> To do:
What lines of the material below hold the string "ceiling"? Copy them out.

^^^^^^^^

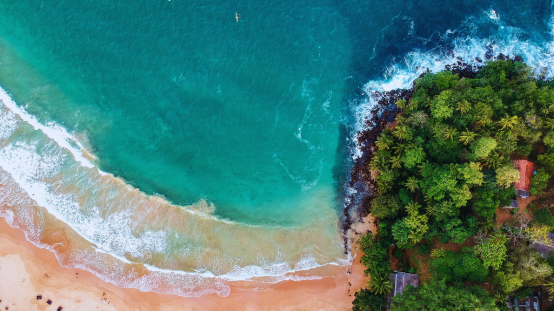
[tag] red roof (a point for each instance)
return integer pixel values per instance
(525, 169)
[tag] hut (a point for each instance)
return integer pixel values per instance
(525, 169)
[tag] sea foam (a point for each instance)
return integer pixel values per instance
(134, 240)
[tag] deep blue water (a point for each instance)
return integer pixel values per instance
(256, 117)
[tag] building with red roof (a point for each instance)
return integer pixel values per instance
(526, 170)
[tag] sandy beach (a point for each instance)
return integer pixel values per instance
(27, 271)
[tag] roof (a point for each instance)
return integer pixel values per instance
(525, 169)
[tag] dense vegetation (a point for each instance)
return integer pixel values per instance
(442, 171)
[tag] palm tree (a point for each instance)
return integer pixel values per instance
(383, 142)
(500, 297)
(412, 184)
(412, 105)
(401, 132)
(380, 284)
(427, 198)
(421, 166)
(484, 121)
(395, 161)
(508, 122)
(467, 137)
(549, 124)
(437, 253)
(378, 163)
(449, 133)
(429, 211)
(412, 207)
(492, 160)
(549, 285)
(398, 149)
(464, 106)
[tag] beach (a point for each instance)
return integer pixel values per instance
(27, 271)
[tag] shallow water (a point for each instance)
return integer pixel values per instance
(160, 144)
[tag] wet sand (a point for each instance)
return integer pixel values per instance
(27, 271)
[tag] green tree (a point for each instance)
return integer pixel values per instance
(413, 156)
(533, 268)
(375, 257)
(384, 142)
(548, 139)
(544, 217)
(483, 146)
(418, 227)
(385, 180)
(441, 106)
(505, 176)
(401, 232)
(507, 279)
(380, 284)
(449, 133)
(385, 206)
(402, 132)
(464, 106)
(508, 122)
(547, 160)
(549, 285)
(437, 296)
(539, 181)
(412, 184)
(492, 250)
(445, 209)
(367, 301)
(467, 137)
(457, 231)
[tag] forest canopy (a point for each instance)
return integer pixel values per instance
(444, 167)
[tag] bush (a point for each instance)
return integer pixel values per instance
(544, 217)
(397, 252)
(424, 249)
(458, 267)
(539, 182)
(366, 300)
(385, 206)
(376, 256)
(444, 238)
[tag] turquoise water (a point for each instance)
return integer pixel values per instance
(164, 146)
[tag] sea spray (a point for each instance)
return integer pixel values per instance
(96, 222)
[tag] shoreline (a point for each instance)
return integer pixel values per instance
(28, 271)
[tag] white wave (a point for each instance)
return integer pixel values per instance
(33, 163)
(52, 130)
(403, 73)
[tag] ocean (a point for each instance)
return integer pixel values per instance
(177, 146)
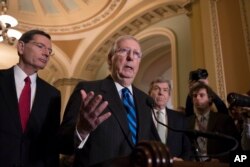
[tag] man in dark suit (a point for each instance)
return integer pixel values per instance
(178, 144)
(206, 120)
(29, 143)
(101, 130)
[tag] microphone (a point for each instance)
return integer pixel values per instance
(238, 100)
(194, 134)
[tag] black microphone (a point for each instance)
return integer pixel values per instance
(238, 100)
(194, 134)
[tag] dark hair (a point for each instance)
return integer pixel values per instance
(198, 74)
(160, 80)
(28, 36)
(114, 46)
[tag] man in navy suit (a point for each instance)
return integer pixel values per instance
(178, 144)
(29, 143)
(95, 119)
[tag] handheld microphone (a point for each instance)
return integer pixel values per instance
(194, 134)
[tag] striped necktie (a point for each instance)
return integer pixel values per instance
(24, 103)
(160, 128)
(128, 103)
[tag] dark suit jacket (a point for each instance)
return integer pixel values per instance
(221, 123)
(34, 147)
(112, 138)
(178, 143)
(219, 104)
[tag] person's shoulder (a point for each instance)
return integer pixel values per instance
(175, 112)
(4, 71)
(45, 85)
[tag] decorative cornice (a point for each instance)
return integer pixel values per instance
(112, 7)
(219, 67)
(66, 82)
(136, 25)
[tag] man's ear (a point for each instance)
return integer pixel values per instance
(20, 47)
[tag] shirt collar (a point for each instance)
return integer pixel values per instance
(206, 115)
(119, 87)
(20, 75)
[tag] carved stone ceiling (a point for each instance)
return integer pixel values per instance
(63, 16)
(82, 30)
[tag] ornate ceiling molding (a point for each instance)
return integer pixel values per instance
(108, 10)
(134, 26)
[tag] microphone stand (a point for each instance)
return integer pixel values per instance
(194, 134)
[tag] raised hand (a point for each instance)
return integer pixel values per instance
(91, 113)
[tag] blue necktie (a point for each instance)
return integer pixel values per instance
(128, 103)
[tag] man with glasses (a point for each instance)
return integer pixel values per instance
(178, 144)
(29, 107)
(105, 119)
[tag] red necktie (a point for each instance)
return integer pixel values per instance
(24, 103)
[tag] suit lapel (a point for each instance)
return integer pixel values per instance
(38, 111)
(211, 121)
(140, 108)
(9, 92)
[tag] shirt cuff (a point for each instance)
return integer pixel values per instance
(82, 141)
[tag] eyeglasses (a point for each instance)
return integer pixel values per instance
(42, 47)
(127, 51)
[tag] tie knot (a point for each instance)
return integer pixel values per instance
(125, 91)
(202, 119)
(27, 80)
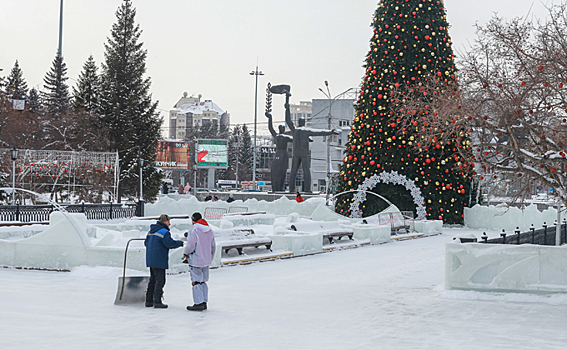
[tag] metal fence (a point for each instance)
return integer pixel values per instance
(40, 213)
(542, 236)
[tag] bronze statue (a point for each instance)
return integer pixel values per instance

^^^^^^^^

> Task output:
[tag] carved stone ceiling (a point for each instance)
[tag] ornate ceiling molding (a point for each instance)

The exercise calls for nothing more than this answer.